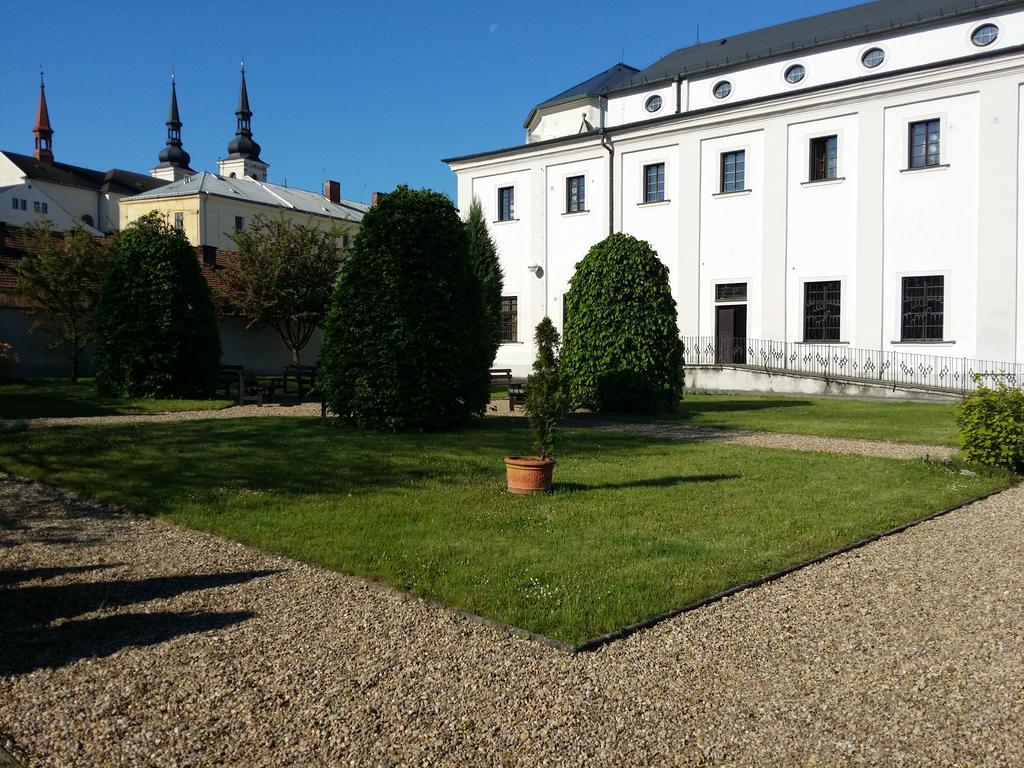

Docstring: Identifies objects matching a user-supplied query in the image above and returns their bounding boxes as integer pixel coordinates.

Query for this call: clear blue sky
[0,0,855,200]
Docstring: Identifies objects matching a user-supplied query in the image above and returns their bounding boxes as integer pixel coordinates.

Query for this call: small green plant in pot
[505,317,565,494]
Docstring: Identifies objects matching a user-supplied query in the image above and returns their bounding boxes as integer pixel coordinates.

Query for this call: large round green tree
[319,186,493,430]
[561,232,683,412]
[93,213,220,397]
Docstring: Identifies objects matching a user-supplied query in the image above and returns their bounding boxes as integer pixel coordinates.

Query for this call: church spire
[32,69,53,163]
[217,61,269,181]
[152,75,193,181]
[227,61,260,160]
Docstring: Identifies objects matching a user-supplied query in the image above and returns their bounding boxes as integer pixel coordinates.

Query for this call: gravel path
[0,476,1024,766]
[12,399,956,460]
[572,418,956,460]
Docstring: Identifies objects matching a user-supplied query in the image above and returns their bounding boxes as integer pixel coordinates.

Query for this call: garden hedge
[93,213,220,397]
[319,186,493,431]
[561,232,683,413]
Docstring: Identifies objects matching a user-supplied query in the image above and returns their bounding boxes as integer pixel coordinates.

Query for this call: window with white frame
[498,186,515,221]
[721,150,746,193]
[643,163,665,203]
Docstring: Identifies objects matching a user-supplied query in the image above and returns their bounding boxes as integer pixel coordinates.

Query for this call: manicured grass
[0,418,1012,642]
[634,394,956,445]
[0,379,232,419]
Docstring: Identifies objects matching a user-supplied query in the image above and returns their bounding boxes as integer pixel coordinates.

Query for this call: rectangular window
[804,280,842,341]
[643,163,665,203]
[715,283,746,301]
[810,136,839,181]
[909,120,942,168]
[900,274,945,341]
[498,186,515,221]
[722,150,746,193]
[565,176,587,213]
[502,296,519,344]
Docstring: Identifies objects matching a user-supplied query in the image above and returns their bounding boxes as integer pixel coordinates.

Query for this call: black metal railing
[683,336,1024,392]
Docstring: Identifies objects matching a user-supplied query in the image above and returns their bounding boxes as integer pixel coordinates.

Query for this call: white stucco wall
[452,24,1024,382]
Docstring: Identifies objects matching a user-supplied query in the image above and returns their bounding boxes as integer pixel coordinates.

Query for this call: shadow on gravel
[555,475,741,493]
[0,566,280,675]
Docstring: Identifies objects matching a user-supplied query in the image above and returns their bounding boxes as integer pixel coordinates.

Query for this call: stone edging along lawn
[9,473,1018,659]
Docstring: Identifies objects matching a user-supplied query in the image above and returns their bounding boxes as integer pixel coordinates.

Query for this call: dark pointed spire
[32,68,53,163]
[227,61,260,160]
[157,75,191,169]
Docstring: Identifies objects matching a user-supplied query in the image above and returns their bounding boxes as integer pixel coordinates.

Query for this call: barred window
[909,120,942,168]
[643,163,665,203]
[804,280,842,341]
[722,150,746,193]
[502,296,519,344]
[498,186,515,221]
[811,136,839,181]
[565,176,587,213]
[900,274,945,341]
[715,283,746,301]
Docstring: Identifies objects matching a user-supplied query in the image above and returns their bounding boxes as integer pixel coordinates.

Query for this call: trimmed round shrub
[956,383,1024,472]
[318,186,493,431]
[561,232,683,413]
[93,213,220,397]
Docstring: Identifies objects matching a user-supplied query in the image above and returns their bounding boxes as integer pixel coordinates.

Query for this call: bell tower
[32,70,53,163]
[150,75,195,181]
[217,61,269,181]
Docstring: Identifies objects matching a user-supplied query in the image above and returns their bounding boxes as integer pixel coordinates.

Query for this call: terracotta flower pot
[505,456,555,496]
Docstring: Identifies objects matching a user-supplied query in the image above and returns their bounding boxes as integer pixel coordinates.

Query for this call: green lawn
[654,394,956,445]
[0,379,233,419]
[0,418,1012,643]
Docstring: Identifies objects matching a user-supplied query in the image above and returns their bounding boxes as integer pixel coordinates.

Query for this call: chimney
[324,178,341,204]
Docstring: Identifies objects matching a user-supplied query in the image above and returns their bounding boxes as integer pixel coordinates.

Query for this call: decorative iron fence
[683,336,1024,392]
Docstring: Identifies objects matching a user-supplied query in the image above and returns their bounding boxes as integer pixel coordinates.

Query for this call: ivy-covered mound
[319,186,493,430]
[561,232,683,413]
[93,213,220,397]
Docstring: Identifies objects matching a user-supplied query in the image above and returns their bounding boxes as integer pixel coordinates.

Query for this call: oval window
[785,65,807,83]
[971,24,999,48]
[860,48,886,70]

Exercise:
Collect every line of the items above that contains the word "green".

Solution to this exercise:
Query for this call: small green plant in pot
Query for this call: large round green tree
Query for this call: green lawn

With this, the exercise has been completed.